* _BRIEF A_
From the records, repeat word for word the lines from the one containing "in white shirt" up to and including the one containing "[(403, 168), (333, 170), (363, 181)]".

* _EXCERPTED PASSAGE_
The report of the guardian ad litem was filed. He highly recommended the applicants as adoptive parents for the child.

The first applicant swore a further affidavit annexing a copy of the Children Officer’s Report in the P&C file where the child was committed to the AGC Baby Centre.   It also had annexed a copy of the identity card of the birth mother of the baby, annexed to a copy of the affidavit she swore on 25th June 2018 confirming that she had given birth to the child not offered him up for adoption.

Regarding the Children Officer’s Report, it is dated 6th June 2018. It does not bear the file number and contains some factual inconsistencies. According to the birth mother’s affidavit she gave birth to the child on 5th April 2017 although the notification of birth states 5th April 2018. Approached Kenya Children Homes Adoption Society on20th April 2018. According to the Children Officer’s Report the child was one month old as on 6th June 2018, and was offered for adoption by the mother on 20th April 2018 when he was one day old,meaning that he was born on the 19th April 2018. The Children Officer’s Report also states that the parents of the child were unknown, an actual lie, as the child’s mother was known to the baby Centre, where he had been since 20th April 2018. Question is, did the children officer carry out any inquiries?

Regarding the change of the child’s name the AGC Centre’s social worker stated in a report dated 11th June 2020:

“ …On admission to the AGC Baby Centre all children are given baby Centre names which are usually two English names, the original name of the child as well as the original documents are kept in the child’s individual file. The reason we give children other names is majorly to protect the children from ethnic profiling during adoption and most children are brought here for care and protection therefore any person can come to the baby Centre and get information of the child since all the staff will know the child with the English names that we give and not the original name. The original name is also indicated on the child’s admission form, its therefore one child with two different names’’

The Centre appears to act contrary to its own stated policy. The names given to the child at the Centre have no relationship with the original name of the child. The child’s original name is IKN. The assigned ‘English names’ are AM.

* _MATERIAL FOR THIS TASK_
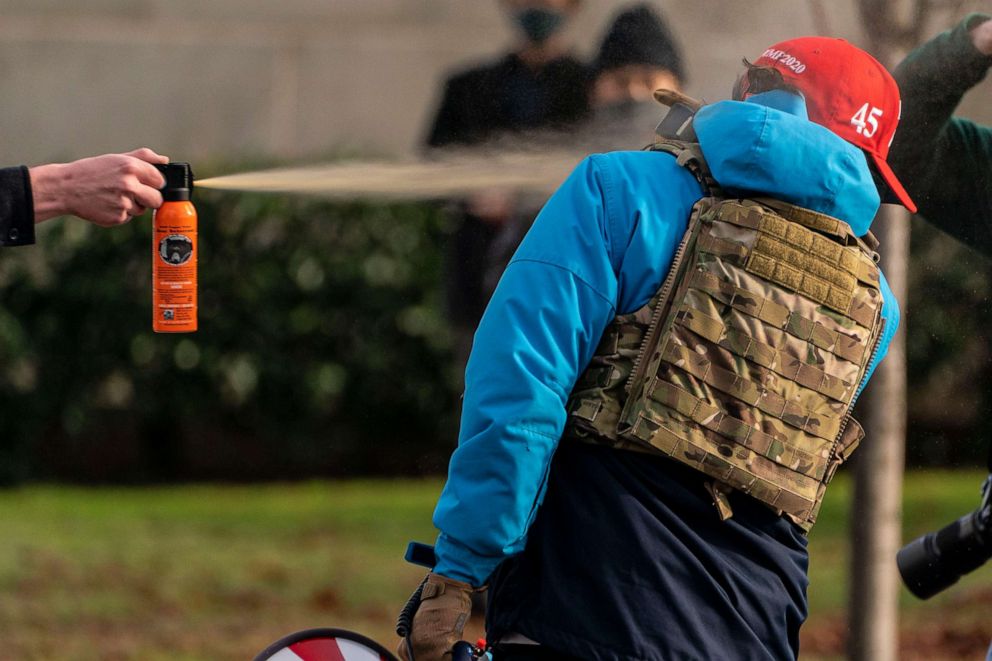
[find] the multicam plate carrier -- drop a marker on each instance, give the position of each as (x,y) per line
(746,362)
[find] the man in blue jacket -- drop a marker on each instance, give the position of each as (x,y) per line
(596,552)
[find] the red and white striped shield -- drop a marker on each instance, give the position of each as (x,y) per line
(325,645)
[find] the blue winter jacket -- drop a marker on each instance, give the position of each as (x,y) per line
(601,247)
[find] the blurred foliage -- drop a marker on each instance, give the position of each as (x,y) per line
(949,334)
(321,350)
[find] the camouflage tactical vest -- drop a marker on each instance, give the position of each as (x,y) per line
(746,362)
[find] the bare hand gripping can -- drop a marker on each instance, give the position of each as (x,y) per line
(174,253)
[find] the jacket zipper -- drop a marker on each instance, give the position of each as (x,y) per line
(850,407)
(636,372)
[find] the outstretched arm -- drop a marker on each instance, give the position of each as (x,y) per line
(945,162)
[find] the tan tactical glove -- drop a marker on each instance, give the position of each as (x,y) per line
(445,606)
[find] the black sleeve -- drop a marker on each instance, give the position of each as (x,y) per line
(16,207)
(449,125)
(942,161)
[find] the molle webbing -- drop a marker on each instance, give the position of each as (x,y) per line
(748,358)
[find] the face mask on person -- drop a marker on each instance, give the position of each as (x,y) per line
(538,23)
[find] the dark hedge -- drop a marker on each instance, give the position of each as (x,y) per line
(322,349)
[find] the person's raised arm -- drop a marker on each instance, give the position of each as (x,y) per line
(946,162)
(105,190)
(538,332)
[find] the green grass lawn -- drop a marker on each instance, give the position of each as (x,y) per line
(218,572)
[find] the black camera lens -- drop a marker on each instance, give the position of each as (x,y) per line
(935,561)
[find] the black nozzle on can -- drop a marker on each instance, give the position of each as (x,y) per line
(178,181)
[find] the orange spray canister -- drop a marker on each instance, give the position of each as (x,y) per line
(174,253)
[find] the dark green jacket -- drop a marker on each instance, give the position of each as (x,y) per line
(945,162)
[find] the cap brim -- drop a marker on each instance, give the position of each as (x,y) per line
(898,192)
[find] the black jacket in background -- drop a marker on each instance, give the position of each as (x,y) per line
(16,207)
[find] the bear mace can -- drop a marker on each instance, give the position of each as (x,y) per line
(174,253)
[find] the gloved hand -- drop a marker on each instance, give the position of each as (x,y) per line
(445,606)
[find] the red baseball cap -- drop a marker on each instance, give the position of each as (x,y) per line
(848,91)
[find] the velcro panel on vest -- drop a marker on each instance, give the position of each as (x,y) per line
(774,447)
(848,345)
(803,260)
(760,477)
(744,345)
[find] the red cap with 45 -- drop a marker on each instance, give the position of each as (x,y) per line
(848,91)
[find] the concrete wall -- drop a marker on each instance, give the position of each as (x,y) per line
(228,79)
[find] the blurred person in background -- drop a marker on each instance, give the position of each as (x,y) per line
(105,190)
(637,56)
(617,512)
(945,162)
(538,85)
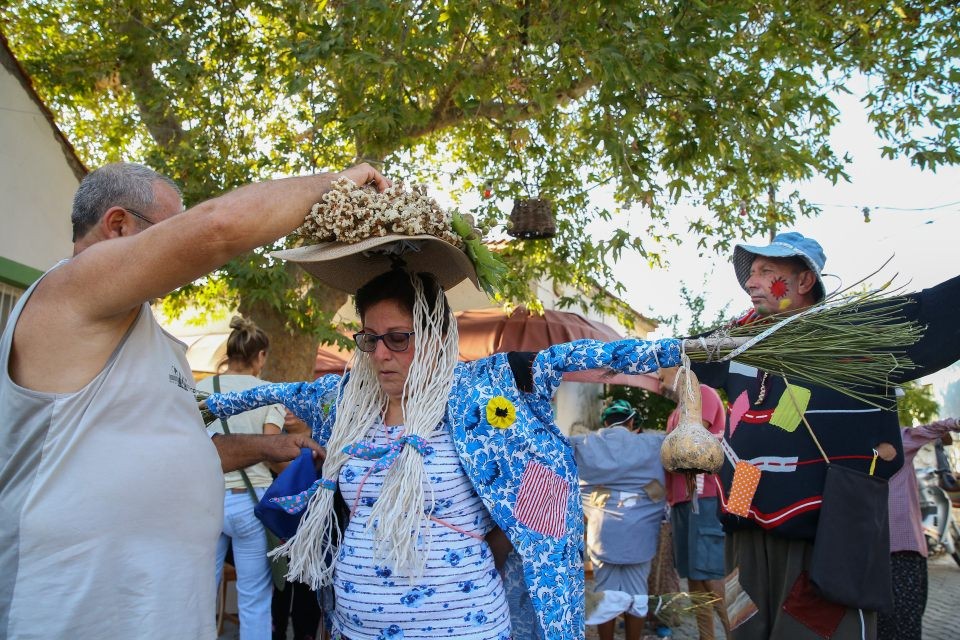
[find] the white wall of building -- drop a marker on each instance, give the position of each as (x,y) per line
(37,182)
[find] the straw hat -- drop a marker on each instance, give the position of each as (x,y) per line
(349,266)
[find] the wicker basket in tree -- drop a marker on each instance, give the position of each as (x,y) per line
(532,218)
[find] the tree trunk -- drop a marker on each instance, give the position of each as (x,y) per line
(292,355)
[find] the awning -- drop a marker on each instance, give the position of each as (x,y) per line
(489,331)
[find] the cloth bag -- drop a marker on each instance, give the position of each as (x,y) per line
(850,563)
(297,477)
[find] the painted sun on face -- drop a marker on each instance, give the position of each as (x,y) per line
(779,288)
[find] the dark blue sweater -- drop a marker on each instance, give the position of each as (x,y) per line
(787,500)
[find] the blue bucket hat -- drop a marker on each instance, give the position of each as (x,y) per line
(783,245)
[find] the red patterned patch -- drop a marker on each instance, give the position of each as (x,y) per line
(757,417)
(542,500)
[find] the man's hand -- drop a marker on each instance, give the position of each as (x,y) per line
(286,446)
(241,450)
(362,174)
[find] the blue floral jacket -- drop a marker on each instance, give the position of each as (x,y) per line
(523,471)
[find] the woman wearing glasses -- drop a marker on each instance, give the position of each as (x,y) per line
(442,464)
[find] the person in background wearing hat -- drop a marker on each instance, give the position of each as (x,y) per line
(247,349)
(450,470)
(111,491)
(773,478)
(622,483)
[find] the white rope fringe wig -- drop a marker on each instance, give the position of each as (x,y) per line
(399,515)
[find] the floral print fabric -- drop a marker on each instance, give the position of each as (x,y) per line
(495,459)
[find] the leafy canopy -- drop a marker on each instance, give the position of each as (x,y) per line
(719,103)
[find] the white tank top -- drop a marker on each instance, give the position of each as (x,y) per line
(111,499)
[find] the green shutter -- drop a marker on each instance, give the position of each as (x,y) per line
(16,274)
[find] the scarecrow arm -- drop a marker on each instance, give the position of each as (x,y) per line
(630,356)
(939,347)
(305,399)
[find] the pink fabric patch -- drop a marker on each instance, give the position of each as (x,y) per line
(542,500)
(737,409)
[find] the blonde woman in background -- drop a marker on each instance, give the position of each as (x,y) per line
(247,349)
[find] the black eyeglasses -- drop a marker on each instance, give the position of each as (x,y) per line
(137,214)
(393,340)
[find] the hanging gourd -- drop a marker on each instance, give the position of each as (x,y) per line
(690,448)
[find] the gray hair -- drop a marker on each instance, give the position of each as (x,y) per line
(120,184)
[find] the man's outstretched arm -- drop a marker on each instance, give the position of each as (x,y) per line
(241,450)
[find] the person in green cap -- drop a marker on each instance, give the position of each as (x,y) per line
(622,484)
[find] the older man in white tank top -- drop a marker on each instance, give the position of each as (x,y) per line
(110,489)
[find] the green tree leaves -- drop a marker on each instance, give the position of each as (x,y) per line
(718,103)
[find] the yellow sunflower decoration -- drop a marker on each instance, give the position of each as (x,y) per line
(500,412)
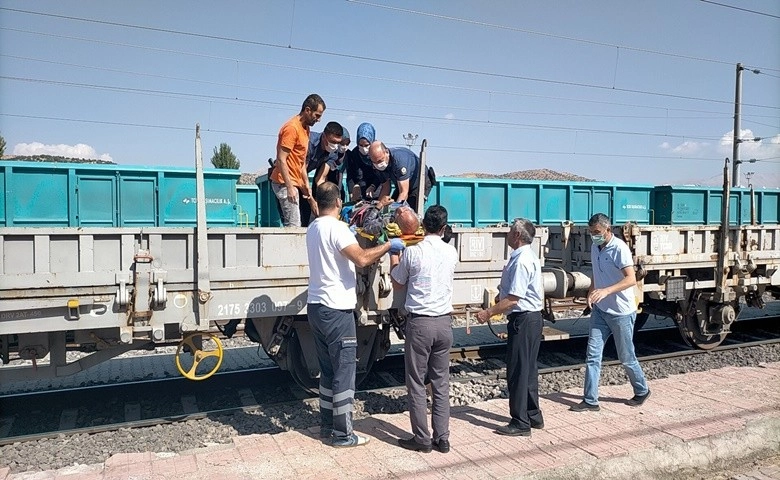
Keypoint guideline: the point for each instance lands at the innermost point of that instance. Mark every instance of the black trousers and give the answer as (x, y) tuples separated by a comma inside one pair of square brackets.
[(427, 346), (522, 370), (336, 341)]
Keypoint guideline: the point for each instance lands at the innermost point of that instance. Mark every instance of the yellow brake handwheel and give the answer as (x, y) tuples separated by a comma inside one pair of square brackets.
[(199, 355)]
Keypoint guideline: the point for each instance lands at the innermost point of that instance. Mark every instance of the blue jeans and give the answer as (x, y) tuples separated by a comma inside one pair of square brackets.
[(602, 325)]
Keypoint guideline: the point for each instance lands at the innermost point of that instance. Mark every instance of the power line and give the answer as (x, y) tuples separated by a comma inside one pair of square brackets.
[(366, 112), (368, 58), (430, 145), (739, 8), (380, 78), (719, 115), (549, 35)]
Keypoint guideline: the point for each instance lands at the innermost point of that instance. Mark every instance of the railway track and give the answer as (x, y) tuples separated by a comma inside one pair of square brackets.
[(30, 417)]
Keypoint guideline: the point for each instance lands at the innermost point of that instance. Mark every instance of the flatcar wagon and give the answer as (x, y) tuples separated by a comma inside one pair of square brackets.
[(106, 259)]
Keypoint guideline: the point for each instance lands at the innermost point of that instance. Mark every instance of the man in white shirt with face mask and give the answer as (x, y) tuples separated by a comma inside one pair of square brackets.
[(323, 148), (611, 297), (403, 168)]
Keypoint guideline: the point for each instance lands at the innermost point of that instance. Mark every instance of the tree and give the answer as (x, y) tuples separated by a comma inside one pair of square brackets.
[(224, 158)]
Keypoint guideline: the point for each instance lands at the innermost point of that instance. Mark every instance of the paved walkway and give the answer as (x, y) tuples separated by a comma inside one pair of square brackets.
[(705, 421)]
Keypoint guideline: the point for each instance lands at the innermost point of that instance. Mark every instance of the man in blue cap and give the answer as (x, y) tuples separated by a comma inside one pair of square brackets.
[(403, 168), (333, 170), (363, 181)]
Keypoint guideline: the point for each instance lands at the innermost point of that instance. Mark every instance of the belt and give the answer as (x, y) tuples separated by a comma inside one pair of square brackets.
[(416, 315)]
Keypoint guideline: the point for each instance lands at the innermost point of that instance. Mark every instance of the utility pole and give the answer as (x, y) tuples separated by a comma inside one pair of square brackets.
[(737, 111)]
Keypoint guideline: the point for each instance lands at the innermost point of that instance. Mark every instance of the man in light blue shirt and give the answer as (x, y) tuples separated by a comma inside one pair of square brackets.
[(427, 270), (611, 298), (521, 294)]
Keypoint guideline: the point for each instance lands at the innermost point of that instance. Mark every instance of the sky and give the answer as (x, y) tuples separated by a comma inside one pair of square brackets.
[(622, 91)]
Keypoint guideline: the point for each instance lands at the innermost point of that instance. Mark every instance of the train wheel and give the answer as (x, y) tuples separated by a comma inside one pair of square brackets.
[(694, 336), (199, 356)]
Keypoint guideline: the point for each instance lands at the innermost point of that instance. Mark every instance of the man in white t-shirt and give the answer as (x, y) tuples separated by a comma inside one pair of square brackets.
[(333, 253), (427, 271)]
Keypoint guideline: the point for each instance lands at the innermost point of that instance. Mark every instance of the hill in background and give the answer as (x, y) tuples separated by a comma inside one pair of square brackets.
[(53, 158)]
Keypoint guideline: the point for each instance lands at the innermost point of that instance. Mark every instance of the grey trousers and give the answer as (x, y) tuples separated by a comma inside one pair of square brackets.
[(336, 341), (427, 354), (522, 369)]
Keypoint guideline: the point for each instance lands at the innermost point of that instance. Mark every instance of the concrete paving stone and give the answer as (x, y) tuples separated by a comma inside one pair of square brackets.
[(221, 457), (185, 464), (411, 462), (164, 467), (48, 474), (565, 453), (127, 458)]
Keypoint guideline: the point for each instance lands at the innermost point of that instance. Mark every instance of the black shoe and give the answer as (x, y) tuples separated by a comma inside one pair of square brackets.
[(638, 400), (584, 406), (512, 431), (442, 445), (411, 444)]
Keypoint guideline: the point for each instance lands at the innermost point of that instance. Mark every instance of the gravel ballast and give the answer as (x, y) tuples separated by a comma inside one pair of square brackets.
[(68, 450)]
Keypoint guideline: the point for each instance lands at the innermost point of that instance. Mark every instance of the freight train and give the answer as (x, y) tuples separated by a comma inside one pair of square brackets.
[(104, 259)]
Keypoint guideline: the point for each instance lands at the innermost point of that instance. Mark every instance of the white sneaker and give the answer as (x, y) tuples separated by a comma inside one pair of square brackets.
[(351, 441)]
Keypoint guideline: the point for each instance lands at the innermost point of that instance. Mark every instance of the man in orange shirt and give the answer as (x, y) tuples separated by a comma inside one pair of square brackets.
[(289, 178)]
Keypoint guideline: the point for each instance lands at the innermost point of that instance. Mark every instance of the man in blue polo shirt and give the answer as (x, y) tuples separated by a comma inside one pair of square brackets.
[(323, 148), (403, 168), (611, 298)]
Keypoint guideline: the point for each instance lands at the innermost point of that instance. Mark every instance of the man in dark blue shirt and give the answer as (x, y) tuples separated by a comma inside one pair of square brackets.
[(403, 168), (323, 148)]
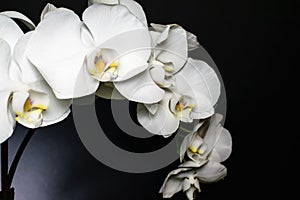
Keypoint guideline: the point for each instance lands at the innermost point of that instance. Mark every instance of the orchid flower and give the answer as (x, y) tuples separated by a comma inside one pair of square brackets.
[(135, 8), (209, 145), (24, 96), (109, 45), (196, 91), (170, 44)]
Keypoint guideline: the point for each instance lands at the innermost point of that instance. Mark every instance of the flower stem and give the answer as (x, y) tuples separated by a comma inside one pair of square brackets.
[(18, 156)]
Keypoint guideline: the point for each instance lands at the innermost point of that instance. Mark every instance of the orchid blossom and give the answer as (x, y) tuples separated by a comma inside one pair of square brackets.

* _BRIEF B_
Based on the adoption passage, state whether each statement agrees with it, answering yes or no and quoting the deciding words: (i) The Children Officer's Report is dated 6th June 2018. (ii) The guardian ad litem advised against the applicants as adoptive parents. (iii) The child's original name is AM.

* _EXPECTED ANSWER A_
Keypoint guideline: the point for each instance lands at the innermost point of that instance. Mark every instance of the man in white shirt with face mask and give the answer as (x, y) tuples separated by a comma inside one pair of square brackets.
[(323, 148), (611, 297), (403, 168)]
Keypoint guideline: the point for each instance lands at the innermost point of that instance. Mark every instance of the tree and give the answer as (x, y) tuples separated by a comma inside one pair of square brackets.
[(224, 158)]
Keypoint guideline: the point for each instance lands at the innermost point of that instance. Mark every instance of the paved walkway and give the answer as (x, y) tuples separated by a comma inside one pair of square brackets.
[(705, 421)]
Keypoint guideline: the point for each instance lands at the innermost point of that instance. Mark every instance of the man in blue cap and give the answer as (x, y) tuples separated by a comma inside one pair of square brackets.
[(403, 168), (333, 170), (363, 181)]

* _EXPECTED ANSWER B_
(i) Yes: "it is dated 6th June 2018."
(ii) No: "He highly recommended the applicants as adoptive parents for the child."
(iii) No: "The child’s original name is IKN."